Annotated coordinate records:
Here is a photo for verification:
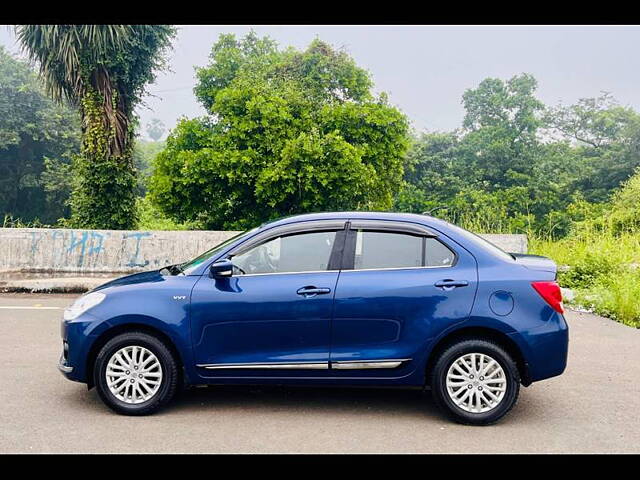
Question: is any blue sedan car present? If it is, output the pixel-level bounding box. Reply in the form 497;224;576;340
59;212;568;425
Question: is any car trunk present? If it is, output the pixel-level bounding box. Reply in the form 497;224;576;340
511;253;558;279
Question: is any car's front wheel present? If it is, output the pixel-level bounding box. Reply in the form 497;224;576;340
94;332;178;415
430;339;520;425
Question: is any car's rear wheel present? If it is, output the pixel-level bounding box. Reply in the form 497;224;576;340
94;332;178;415
431;339;520;425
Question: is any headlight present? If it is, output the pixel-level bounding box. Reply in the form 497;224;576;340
64;292;106;320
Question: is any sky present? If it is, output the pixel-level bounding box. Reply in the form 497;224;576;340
0;25;640;139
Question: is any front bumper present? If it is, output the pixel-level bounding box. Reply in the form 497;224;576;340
58;354;73;377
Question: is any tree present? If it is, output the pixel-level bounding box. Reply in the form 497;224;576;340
0;47;80;223
395;74;584;235
147;118;165;142
150;33;408;229
16;25;175;229
545;92;640;202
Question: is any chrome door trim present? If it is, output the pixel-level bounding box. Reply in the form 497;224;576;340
196;362;329;370
331;358;411;370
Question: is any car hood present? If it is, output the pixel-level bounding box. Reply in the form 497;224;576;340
511;253;558;273
92;270;164;292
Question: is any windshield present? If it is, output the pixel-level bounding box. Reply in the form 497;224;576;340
180;227;260;275
447;222;514;260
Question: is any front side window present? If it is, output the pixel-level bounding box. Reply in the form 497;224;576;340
232;232;336;275
354;230;455;270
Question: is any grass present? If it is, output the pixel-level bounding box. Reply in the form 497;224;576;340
530;230;640;328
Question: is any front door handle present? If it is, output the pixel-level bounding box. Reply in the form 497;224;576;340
296;286;331;298
435;279;469;291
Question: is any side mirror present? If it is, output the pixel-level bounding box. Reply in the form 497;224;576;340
209;260;233;278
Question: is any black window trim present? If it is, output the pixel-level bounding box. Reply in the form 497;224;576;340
341;220;459;272
225;219;349;277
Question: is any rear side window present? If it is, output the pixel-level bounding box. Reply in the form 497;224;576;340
354;230;455;270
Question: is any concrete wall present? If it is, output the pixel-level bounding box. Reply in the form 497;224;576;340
0;228;527;273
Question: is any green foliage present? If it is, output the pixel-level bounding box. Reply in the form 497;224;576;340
133;138;165;197
136;197;202;230
149;33;408;229
394;74;640;238
545;93;640;202
530;204;640;327
0;47;80;223
576;270;640;328
16;25;175;229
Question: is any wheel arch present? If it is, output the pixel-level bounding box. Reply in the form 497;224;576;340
425;326;531;387
86;322;187;389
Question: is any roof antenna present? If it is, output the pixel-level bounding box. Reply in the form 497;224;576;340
422;205;449;215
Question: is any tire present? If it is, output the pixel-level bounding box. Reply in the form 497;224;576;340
93;332;179;415
430;339;520;425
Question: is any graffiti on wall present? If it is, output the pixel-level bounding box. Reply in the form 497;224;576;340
29;230;153;268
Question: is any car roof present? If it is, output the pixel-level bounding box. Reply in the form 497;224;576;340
260;212;447;229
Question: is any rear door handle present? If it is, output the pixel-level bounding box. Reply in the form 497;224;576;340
434;279;469;290
296;286;331;298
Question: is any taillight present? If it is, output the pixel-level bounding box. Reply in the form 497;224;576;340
531;282;564;313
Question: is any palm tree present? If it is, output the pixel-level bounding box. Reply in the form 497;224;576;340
16;25;175;228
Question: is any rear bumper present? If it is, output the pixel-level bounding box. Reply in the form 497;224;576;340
511;313;569;383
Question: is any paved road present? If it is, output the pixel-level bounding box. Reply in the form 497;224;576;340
0;295;640;453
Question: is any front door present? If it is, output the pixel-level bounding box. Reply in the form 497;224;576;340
191;228;344;377
330;222;477;377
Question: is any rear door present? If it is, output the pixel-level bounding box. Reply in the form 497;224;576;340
330;221;477;376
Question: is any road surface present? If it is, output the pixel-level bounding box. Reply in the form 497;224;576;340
0;294;640;453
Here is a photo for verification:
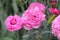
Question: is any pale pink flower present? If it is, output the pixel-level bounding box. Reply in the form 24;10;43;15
22;8;45;30
28;2;45;12
4;15;23;32
51;15;60;40
49;8;59;15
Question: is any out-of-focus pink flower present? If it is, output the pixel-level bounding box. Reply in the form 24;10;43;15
28;2;45;12
4;15;23;32
50;0;56;5
22;8;45;30
51;15;60;40
49;8;59;15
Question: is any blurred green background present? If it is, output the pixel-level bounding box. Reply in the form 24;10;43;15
0;0;60;40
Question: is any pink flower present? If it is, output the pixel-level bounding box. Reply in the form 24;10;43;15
5;15;22;32
51;15;60;40
28;2;45;12
22;8;45;30
49;8;59;15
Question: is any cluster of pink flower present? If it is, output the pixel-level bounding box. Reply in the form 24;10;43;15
5;1;60;40
4;2;45;32
49;0;60;40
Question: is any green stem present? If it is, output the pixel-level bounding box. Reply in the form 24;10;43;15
48;15;56;24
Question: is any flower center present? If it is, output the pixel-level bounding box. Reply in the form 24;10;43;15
10;18;17;25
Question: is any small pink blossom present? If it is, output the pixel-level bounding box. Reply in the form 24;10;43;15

Directive: Pull out the rows from the very beginning through the line that contains "545;92;640;202", and reproduce them word for word with both ends included. Leave out any picture.

Answer to this problem:
Here is a photo for verification:
Question: is any blue sedan car present? If it is, output the pixel-level bounding box. Reply in the form 497;224;576;340
59;212;568;425
Question: is any car trunk present? If it is, output the pixel-level bounding box. Reply in the form 497;224;576;340
511;253;558;279
Question: is any car's front wheel present? If it is, output the pixel-level bounding box. Reply in the form 497;224;576;340
94;332;178;415
430;339;520;425
Question: is any car's rear wheel present? If it is, output the pixel-level bounding box. Reply in the form 497;224;576;340
94;332;178;415
431;339;520;425
Question: is any headlight present? If it is, output the pixel-level bounding box. Reply in the form 497;224;576;340
64;292;106;320
Question: is any sky present? If it is, output the pixel-level bounding box. Reply in the form 497;224;576;340
0;25;640;139
Question: is any front bumper present? If it is, output the pixel-level bounding box. Reply in the form 497;224;576;340
58;354;73;377
Question: is any tree present? If it is, output the pixel-level bounding box. Reply in the form 497;224;576;340
0;47;80;223
395;74;584;235
147;118;165;142
150;33;408;229
16;25;175;229
545;92;640;202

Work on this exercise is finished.